Challenge:
Your output is the line containing "[locate] woman's blue" plus all lines after it to the end of the records, reproduced exactly, with nothing else.

· · · ·

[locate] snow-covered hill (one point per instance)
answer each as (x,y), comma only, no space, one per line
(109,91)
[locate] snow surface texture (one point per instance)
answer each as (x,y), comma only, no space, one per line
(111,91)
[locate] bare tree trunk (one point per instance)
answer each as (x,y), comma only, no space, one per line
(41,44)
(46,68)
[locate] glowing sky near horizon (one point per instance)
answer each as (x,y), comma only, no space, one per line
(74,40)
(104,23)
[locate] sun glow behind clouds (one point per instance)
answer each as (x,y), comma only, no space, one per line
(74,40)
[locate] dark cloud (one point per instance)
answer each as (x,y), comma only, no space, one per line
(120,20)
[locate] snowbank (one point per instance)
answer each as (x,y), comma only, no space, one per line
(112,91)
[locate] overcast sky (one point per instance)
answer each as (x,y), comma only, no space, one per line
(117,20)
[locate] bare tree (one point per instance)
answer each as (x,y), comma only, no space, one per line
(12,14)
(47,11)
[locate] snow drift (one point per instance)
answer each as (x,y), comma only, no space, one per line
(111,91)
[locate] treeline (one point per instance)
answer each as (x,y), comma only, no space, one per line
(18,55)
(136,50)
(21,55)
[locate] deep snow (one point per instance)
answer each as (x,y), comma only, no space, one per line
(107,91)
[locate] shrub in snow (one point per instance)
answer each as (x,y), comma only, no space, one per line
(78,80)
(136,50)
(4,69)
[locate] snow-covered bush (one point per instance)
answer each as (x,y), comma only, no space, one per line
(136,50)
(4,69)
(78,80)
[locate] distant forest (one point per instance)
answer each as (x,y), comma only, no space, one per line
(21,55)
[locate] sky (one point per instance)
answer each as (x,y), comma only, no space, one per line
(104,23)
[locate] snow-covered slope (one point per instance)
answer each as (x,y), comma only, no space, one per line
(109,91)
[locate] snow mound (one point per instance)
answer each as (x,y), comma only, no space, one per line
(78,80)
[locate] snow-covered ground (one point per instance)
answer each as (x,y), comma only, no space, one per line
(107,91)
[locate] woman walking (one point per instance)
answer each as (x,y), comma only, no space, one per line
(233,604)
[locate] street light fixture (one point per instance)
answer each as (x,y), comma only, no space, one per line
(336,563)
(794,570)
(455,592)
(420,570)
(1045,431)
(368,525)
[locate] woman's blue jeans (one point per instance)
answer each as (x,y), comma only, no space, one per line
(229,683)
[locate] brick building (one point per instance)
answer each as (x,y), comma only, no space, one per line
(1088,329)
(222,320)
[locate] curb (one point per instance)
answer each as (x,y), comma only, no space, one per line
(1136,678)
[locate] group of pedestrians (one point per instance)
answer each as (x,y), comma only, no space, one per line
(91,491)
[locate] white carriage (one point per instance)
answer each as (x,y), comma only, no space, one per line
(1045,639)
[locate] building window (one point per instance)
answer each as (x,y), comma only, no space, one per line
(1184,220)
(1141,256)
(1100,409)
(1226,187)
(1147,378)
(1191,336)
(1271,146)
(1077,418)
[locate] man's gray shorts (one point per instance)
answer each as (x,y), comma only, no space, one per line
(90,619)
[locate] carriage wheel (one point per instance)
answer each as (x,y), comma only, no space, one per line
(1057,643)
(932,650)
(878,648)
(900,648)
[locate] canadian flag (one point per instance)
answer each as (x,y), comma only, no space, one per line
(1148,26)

· · · ·

Solution:
[locate] woman's blue jeans (one point per instance)
answer each as (x,y), comma only, no space, one per line
(229,683)
[locate] brick building (one point per instance)
answer each as (x,y), comma only, no space, one per line
(1088,329)
(222,320)
[locate] curb (one point per instance)
answer each as (x,y), comma only, no space, one per line
(1136,678)
[locate] group of pedestrians (one point per instance)
answer each as (x,y), comma only, no space, one per line
(91,491)
[locate] white carriage (one point per instance)
answer each as (x,y), comma only, no space, one per line
(1045,639)
[locate] building window (one point per instance)
answer each as (x,y), comma only, no space, one per line
(1184,220)
(1141,256)
(1100,409)
(1226,187)
(1147,378)
(1191,336)
(1271,146)
(1077,418)
[locate] man's gray shorts (one point per instance)
answer each as (x,y), comma only, no space, one per line
(90,619)
[locate] carriage wheel (one point per instance)
answer each as (x,y), comma only, no space, one per line
(1057,643)
(932,650)
(878,648)
(900,648)
[locate] canadian flag (one point per instance)
answer each as (x,y), comma only, no space, one per line
(1148,26)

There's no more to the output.